● **Data for this task**
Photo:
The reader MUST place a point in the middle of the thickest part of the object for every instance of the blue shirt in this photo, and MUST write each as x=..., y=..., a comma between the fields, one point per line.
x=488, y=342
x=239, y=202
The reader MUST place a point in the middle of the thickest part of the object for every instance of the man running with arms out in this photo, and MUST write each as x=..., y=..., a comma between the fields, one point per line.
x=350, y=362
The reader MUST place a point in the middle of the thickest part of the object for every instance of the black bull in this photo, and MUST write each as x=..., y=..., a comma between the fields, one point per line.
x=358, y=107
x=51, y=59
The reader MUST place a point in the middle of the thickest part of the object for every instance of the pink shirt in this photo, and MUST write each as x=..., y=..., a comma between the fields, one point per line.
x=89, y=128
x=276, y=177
...
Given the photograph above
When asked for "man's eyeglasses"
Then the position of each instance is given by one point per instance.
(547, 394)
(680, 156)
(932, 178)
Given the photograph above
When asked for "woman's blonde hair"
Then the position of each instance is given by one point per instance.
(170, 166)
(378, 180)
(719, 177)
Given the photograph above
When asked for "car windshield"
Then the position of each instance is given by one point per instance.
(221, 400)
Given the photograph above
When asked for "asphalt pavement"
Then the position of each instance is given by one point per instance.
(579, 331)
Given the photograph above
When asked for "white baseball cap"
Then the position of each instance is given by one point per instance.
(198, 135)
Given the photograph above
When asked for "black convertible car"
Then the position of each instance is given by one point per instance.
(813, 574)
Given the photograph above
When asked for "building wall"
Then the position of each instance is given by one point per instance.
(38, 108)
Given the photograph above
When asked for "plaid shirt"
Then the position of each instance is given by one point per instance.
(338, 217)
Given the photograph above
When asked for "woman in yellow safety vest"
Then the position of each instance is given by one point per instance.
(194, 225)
* * *
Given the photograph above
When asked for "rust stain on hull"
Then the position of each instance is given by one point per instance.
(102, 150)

● **Task goal**
Reproduce verbatim the lines of the entries above, from the line with "of the pink" up to and including the line with "x=276, y=177".

● **Task response**
The reader MUST place a point in the middle of the thickest part of the object for every instance of the pink shirt in this photo, and MUST write each as x=..., y=..., a comma between the fields, one point per line.
x=89, y=128
x=276, y=177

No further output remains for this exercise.